* Problem requirements *
Quote every line of the data below as it stands, omitting pictures.
-------- Entries shown --------
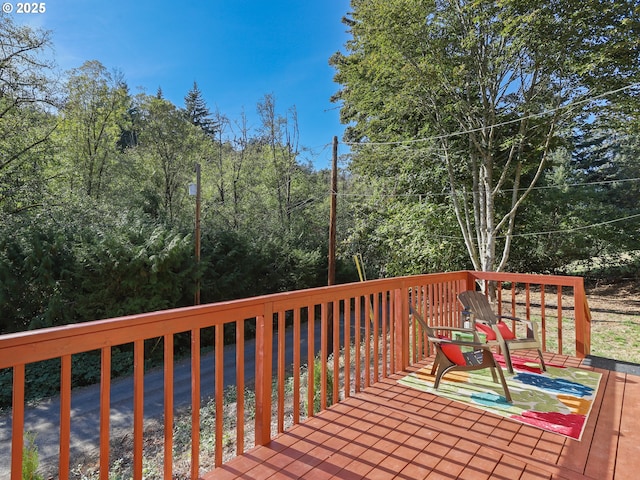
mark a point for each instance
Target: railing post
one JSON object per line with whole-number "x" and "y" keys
{"x": 401, "y": 320}
{"x": 582, "y": 319}
{"x": 264, "y": 367}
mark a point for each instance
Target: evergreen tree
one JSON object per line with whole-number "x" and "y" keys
{"x": 197, "y": 111}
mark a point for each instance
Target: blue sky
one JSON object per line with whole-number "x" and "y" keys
{"x": 236, "y": 50}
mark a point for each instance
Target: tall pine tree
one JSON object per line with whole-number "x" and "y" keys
{"x": 197, "y": 111}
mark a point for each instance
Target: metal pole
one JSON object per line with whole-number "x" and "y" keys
{"x": 197, "y": 294}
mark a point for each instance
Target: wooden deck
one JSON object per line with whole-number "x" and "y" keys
{"x": 391, "y": 431}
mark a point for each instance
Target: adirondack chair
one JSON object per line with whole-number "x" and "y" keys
{"x": 450, "y": 356}
{"x": 497, "y": 331}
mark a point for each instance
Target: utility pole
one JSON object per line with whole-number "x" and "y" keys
{"x": 332, "y": 245}
{"x": 332, "y": 214}
{"x": 197, "y": 294}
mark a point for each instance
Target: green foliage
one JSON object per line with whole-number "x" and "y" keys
{"x": 317, "y": 385}
{"x": 30, "y": 459}
{"x": 472, "y": 80}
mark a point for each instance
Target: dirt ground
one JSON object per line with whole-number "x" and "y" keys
{"x": 618, "y": 299}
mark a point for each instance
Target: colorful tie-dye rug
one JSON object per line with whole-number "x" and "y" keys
{"x": 558, "y": 400}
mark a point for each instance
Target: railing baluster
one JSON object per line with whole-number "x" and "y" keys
{"x": 560, "y": 334}
{"x": 296, "y": 366}
{"x": 105, "y": 410}
{"x": 65, "y": 417}
{"x": 219, "y": 388}
{"x": 168, "y": 406}
{"x": 543, "y": 318}
{"x": 357, "y": 341}
{"x": 347, "y": 348}
{"x": 17, "y": 422}
{"x": 281, "y": 370}
{"x": 336, "y": 352}
{"x": 240, "y": 387}
{"x": 138, "y": 407}
{"x": 367, "y": 342}
{"x": 264, "y": 374}
{"x": 324, "y": 354}
{"x": 311, "y": 319}
{"x": 376, "y": 337}
{"x": 195, "y": 403}
{"x": 385, "y": 339}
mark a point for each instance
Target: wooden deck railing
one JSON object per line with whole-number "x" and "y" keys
--------
* Task output *
mark a point for each instance
Target: railing post
one JSON object per line with whole-number "x" and "y" keys
{"x": 401, "y": 320}
{"x": 582, "y": 319}
{"x": 264, "y": 367}
mark a point for each instance
Target: evergreen tree
one JSON object per line with whole-number "x" and "y" keys
{"x": 197, "y": 111}
mark a point for each instance
Target: blue sky
one JSON object per line with whole-number "x" and "y" keys
{"x": 236, "y": 50}
mark a point for each instance
Target: tall pine tree
one JSON object per line with whole-number "x" and "y" keys
{"x": 197, "y": 111}
mark a point for each instance
Target: metal pole
one JSON object per line with whole-number "x" and "y" keys
{"x": 197, "y": 294}
mark a point for each instance
Target: wooden deck
one JSON object per line with whole-number "x" and "y" keys
{"x": 391, "y": 431}
mark a point for each instance
Target: adirondack chair
one JSON object per line with whole-number "x" and "y" keys
{"x": 450, "y": 356}
{"x": 497, "y": 331}
mark a point for each instance
Target: utility pole
one JSON object per line with whole-number "x" and "y" keys
{"x": 332, "y": 245}
{"x": 332, "y": 214}
{"x": 197, "y": 294}
mark a point for each instance
Target: green foliage
one JSON object per line with whole-number "x" and "y" keys
{"x": 317, "y": 385}
{"x": 30, "y": 459}
{"x": 472, "y": 80}
mark a point for each instance
Target: dirt ground
one JSON object per line with whole-number "x" and "y" keys
{"x": 618, "y": 299}
mark a point for each instance
Target: colorful tie-dye rug
one JSON object per line with whole-number "x" and "y" keys
{"x": 558, "y": 400}
mark a point for each instance
Target: railing baluster
one JSON object per line with whole-number "x" and "y" keys
{"x": 560, "y": 334}
{"x": 296, "y": 366}
{"x": 105, "y": 410}
{"x": 65, "y": 417}
{"x": 219, "y": 388}
{"x": 168, "y": 406}
{"x": 543, "y": 318}
{"x": 357, "y": 341}
{"x": 347, "y": 348}
{"x": 17, "y": 422}
{"x": 281, "y": 370}
{"x": 336, "y": 352}
{"x": 240, "y": 387}
{"x": 138, "y": 407}
{"x": 367, "y": 342}
{"x": 264, "y": 374}
{"x": 324, "y": 354}
{"x": 311, "y": 319}
{"x": 376, "y": 337}
{"x": 195, "y": 403}
{"x": 385, "y": 339}
mark a point for each instance
Target: wooden deck railing
one JSON object per line with whole-number "x" and "y" keys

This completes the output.